__TASK PROMPT__: Gather every line in the listing below that contains the word "great", and copy each of those lines.

• • •

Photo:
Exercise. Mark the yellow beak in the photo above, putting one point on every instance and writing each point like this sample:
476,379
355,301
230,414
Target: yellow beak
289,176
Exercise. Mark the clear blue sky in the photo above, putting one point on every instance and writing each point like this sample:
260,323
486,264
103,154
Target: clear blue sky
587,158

• • •

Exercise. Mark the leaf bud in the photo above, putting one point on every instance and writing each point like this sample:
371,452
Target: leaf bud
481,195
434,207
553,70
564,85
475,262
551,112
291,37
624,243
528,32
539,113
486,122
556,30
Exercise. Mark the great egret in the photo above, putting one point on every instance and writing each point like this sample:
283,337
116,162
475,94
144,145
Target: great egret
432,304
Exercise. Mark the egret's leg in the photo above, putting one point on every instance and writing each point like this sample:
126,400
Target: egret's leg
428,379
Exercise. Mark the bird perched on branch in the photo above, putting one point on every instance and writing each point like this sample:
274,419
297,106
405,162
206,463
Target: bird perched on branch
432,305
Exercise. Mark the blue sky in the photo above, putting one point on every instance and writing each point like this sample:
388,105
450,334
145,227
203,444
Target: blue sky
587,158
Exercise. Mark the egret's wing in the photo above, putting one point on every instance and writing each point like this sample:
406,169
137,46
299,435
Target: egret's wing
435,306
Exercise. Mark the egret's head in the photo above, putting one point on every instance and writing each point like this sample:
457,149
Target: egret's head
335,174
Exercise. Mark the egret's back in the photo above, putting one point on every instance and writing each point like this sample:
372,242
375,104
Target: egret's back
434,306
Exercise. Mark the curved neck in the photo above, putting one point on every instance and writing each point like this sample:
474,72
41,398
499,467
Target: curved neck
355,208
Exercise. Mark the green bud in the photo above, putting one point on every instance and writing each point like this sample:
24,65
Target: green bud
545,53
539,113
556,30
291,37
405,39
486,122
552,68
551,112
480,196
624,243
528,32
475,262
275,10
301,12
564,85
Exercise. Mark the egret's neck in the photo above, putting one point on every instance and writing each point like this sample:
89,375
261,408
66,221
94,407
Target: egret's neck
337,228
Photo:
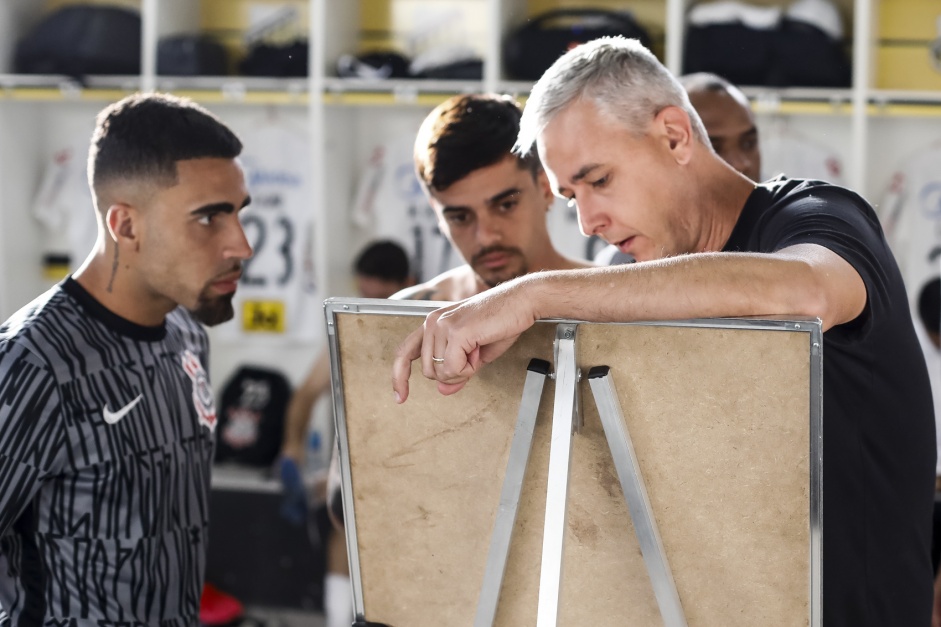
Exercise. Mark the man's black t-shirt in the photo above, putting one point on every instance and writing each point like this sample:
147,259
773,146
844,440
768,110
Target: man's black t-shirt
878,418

• • •

__FULL SOLUTION__:
Exercise. Mark the great egret in the photo above, putting one point on every instance and writing each point like this sample:
Target: great egret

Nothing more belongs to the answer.